■ Exercise requirements
Wherever a picture sits, omit it. Output the rest of the listing exactly.

■ Data

++++++

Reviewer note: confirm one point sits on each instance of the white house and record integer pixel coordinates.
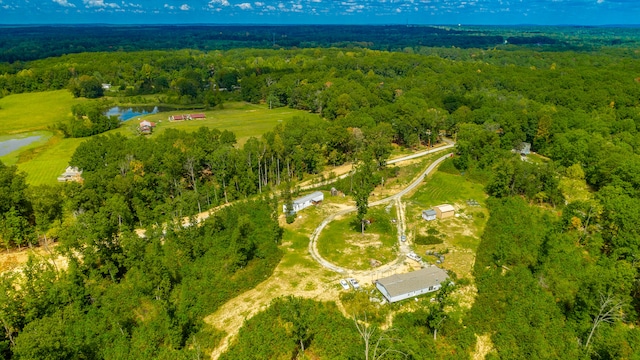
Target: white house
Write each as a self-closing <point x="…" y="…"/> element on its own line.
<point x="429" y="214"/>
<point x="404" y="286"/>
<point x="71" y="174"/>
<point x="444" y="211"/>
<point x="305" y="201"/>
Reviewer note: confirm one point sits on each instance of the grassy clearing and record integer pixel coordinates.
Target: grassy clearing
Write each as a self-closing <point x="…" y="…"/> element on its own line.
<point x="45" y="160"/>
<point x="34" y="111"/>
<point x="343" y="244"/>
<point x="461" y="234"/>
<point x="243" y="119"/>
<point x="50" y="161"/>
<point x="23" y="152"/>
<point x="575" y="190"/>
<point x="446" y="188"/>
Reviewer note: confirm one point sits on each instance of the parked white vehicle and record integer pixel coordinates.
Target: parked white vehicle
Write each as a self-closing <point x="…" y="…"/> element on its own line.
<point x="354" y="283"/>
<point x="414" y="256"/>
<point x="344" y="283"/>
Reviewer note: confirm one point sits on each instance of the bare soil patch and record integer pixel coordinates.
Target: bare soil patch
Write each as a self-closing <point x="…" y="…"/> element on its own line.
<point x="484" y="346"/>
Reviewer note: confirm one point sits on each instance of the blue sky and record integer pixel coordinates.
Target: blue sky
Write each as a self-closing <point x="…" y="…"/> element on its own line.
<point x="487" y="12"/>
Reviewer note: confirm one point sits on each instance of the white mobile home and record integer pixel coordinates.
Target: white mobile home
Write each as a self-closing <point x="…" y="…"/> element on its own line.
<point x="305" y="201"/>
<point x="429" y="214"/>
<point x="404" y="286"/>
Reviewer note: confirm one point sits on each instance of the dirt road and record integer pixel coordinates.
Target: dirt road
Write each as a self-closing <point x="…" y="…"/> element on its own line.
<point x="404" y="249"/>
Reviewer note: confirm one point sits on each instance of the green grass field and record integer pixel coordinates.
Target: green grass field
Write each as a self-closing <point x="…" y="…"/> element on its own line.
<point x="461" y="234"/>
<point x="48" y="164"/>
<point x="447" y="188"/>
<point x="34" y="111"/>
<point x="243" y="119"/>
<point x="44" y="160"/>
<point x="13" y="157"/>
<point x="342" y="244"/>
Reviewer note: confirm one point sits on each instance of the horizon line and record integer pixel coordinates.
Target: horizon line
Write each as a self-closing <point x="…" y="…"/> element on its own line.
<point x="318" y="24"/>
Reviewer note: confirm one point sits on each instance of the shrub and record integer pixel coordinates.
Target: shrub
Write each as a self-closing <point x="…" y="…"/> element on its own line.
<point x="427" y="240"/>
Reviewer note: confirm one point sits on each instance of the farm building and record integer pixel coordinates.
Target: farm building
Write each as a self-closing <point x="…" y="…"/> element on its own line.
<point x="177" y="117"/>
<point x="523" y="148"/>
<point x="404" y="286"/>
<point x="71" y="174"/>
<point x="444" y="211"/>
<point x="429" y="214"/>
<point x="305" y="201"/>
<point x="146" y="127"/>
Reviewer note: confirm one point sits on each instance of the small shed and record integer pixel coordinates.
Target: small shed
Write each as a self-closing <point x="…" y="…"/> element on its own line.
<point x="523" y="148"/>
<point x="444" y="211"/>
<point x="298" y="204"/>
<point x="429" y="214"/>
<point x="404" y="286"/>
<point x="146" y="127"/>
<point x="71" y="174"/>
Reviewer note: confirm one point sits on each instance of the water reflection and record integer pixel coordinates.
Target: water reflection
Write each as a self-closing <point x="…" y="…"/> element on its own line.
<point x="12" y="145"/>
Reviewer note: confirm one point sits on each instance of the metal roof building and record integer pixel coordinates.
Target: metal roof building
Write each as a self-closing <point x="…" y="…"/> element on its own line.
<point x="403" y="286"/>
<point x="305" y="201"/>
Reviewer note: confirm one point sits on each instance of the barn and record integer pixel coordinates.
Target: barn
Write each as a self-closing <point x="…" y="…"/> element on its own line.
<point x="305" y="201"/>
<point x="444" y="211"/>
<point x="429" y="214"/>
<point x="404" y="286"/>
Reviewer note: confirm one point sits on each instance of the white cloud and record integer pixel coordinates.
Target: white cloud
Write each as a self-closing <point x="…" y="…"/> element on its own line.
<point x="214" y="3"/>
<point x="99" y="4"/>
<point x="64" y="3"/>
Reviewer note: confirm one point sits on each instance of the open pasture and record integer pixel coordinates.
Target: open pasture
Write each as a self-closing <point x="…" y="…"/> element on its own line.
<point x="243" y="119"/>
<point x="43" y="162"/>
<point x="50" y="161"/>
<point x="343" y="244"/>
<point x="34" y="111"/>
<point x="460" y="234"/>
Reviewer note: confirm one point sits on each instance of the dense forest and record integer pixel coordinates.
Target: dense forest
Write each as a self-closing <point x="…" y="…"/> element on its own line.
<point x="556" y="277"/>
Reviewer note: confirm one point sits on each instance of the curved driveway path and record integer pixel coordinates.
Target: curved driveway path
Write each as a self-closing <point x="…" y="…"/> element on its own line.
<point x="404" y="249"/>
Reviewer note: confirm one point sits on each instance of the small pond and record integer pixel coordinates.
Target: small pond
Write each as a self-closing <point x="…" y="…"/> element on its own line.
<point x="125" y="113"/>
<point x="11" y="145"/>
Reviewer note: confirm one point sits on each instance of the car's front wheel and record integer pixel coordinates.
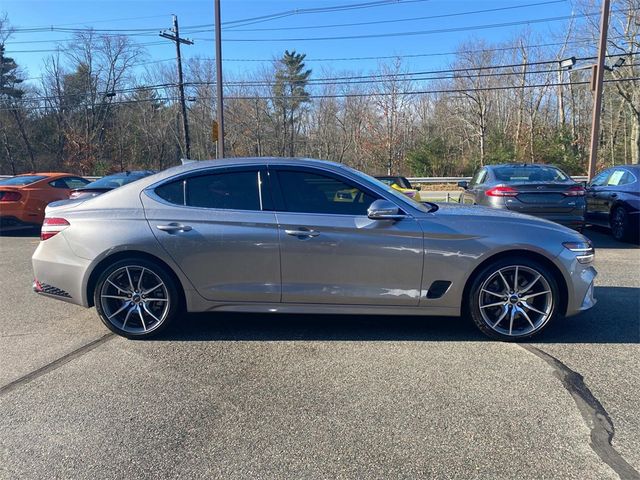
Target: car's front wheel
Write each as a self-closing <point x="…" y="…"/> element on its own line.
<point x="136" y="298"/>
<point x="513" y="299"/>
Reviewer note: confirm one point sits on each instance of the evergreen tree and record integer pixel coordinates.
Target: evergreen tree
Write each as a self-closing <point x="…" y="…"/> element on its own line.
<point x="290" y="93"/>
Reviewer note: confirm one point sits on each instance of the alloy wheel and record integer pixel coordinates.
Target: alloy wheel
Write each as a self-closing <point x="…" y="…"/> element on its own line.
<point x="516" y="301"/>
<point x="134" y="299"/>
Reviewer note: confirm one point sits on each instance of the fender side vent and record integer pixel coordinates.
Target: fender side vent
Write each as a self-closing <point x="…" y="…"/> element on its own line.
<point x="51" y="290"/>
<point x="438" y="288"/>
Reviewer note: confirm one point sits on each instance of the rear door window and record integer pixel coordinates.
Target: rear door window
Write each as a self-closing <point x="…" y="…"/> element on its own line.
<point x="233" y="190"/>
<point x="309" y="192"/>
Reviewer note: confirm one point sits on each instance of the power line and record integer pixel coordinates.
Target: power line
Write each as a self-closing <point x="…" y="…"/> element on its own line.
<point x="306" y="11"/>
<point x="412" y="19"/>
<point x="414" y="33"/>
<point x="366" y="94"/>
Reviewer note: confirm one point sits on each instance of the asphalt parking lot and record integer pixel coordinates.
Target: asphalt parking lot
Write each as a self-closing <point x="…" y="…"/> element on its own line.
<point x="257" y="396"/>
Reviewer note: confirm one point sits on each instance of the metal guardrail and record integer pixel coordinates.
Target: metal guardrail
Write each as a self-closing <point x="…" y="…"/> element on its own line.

++++++

■ Exercise output
Reviewer note: confirm one point sits on each instance of the white house and record integer pixel coordinates.
Target: white house
Write each as a self-closing <point x="…" y="…"/> element on its own line.
<point x="429" y="214"/>
<point x="404" y="286"/>
<point x="71" y="174"/>
<point x="444" y="211"/>
<point x="305" y="201"/>
Reviewer note: confirm one point sits on each instance of the grassy clearing and record integer pixel coordinates.
Target: grassy clearing
Write each as a self-closing <point x="…" y="…"/> element on its own line.
<point x="45" y="160"/>
<point x="34" y="111"/>
<point x="343" y="244"/>
<point x="461" y="234"/>
<point x="243" y="119"/>
<point x="50" y="161"/>
<point x="23" y="152"/>
<point x="575" y="190"/>
<point x="446" y="188"/>
Reviewer note: confirm one point sits on each instance of the parked white vehicle and record integer pixel coordinates.
Target: parked white vehicle
Write each as a self-closing <point x="…" y="…"/> element on its own line.
<point x="354" y="283"/>
<point x="414" y="256"/>
<point x="344" y="283"/>
Reviewer note: confirm one point sits on each instance of the bare soil patch and record integer pixel coordinates.
Target: bare soil patch
Write each as a self-closing <point x="…" y="…"/> element on its own line.
<point x="484" y="346"/>
Reviewer note: confirm one point sits on each instance of the blue sky and record integer pixel coordinates.
Target: blue sky
Write each as a self-closing <point x="…" y="…"/> element on its own line.
<point x="487" y="12"/>
Reviewer note: confirm one point sits on each instance of the white mobile home and record integer pixel coordinates.
Target: white mobile home
Write each as a self-closing <point x="…" y="…"/> element on its own line.
<point x="305" y="201"/>
<point x="429" y="214"/>
<point x="404" y="286"/>
Reviewer note: confirm one point sits on each instance of the dirt road and record integer pixel coordinates.
Target: dirt road
Write each as a self-closing <point x="…" y="…"/> element on its own line.
<point x="404" y="249"/>
Reviewer note: confirm one point sits on each instance of the green grass field and record integer pixel coordinates.
Target: green grass field
Write each as a self-closing <point x="…" y="…"/> element on its own line.
<point x="461" y="234"/>
<point x="48" y="164"/>
<point x="447" y="188"/>
<point x="34" y="111"/>
<point x="243" y="119"/>
<point x="44" y="160"/>
<point x="13" y="157"/>
<point x="342" y="244"/>
Reviewer note: confirm one point sits on each instance of the horizon line and record integer pixel coordinates.
Target: horizon line
Write each as a self-closing <point x="…" y="…"/> element on its own line.
<point x="318" y="24"/>
Reviewer note: confirm one point sits on each instance of the shrub and record integer pixel coordinates.
Target: shrub
Write each as a self-closing <point x="…" y="…"/> element on its own line.
<point x="427" y="240"/>
Reviewer note: confirm one point sits on each instance of the farm building and record integer pixel coordinates.
Target: farm building
Write each as a self-closing <point x="…" y="…"/> element on its own line.
<point x="177" y="117"/>
<point x="523" y="148"/>
<point x="404" y="286"/>
<point x="71" y="174"/>
<point x="444" y="211"/>
<point x="429" y="214"/>
<point x="305" y="201"/>
<point x="146" y="127"/>
Reviewer note: confirm one point sits on each instance of the small shed and record integer pixel coordinates.
Target: small shed
Write each as a self-closing <point x="…" y="…"/> element on its own line.
<point x="523" y="148"/>
<point x="444" y="211"/>
<point x="298" y="204"/>
<point x="429" y="214"/>
<point x="404" y="286"/>
<point x="146" y="127"/>
<point x="71" y="174"/>
Reviewer note: confirm one point sits on each instance of the water reflection and record integer pixel coordinates.
Target: water reflection
Write each as a self-closing <point x="…" y="…"/> element on its own line.
<point x="12" y="145"/>
Reviewer note: confirm one point sits on each instance of the metal roof building and record integer pixel coordinates.
Target: metal roof building
Write each as a self-closing <point x="…" y="…"/> element on its own line.
<point x="403" y="286"/>
<point x="305" y="201"/>
Reviewer note: confirm one point sits on each instance of the barn and record integer pixel coordinates.
Target: barn
Write each as a self-closing <point x="…" y="…"/> element on its own line.
<point x="305" y="201"/>
<point x="444" y="211"/>
<point x="429" y="214"/>
<point x="404" y="286"/>
Reviewer note: confirm one point sits on each instance of the white cloud and record integer pixel coordinates.
Target: white cloud
Write each as a self-closing <point x="…" y="…"/> element on its own line.
<point x="214" y="3"/>
<point x="99" y="4"/>
<point x="64" y="3"/>
Reviewer note: confirm one point sits on each instance of the open pasture and record integer pixel coordinates.
Target: open pasture
Write each as a self-closing <point x="…" y="…"/> element on its own line.
<point x="243" y="119"/>
<point x="43" y="162"/>
<point x="50" y="161"/>
<point x="343" y="244"/>
<point x="34" y="111"/>
<point x="460" y="234"/>
Reviewer note: confirm one point sits on each instance of the dense forest and record integer pixel coordinates.
Target: dense forest
Write each as a self-closing <point x="…" y="…"/> element on its own line.
<point x="556" y="277"/>
Reviewer note: confirm one point sits on each instance of the curved driveway path and record integer pixel coordinates.
Target: curved driveway path
Write each as a self-closing <point x="…" y="…"/> element on its own line.
<point x="404" y="249"/>
Reviewer note: confirm one point sits on each instance of the small pond and record integer pixel coordinates.
Target: small pond
Write each as a self-closing <point x="…" y="…"/> element on its own line.
<point x="125" y="113"/>
<point x="11" y="145"/>
Reviewer note: confirm one point sits on each instance of the car's front wheel and record integer pixel coordinates.
Target: car's front wheel
Write each as a self-closing <point x="…" y="…"/> element on its own line.
<point x="136" y="298"/>
<point x="513" y="299"/>
Reviewer note: confirm one point sits on each instance of the evergreen tree and record integer pixel coordinates.
Target: evergreen tree
Write each as a self-closing <point x="…" y="…"/> element on its own line.
<point x="290" y="93"/>
Reviewer note: confirm one point sits on each instance of the alloy wheel and record integer pixel coordinates.
Target: alloy wheel
Write each as a self-closing <point x="…" y="…"/> element on its own line.
<point x="516" y="301"/>
<point x="134" y="299"/>
Reviewer note: confirm one point sits on each instance of the fender side vent and record integer pixel coordinates.
Target: fender side vent
Write each as a self-closing <point x="…" y="…"/> element on its own line.
<point x="51" y="290"/>
<point x="438" y="288"/>
Reviewer note: confirm one point sits on each instance of the rear door window and record integer pixel coordinates.
Target: rear door window
Write each as a self-closing <point x="…" y="…"/> element on its own line.
<point x="233" y="190"/>
<point x="309" y="192"/>
Reviewer note: confirm one point sits on each instance of the power line and record integer pixel coordinates.
Target: power line
Write each as a self-closing <point x="…" y="…"/> element on its own line.
<point x="306" y="11"/>
<point x="412" y="19"/>
<point x="414" y="33"/>
<point x="366" y="94"/>
Reviewer note: confirm one point sits on each instance of the asphalt parking lot and record integer pixel coordinates.
Target: asphalt parking lot
Write each as a self-closing <point x="…" y="…"/> element on its own line.
<point x="257" y="396"/>
Reviewer note: confirm one point sits on each instance of the metal guardrail and record integer pixel coordinates.
Target: metal guardrail
Write each as a self-closing <point x="…" y="…"/> element on its own line.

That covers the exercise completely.